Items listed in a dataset
Start of Block
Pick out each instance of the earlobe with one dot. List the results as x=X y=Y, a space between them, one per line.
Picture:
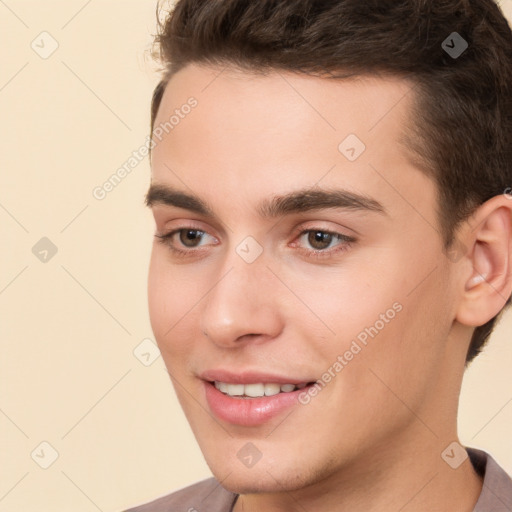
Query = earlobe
x=475 y=280
x=489 y=284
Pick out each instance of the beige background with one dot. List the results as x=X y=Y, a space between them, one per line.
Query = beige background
x=69 y=326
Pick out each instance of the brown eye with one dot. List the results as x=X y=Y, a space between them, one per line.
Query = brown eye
x=188 y=237
x=319 y=239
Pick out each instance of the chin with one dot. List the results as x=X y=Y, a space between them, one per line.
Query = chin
x=256 y=480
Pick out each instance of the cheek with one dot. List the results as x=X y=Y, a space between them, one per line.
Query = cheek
x=171 y=298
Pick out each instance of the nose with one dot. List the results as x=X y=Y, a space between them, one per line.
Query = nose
x=242 y=305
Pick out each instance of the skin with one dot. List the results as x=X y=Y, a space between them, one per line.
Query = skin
x=372 y=438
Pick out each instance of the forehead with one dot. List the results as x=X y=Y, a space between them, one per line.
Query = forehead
x=250 y=132
x=251 y=107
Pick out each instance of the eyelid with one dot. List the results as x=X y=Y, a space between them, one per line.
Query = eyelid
End of Block
WHAT THIS TASK INVOLVES
Look through the records above for the word "eyelid". Report how many lines contain it, as a bare number.

TASK RESPONSE
2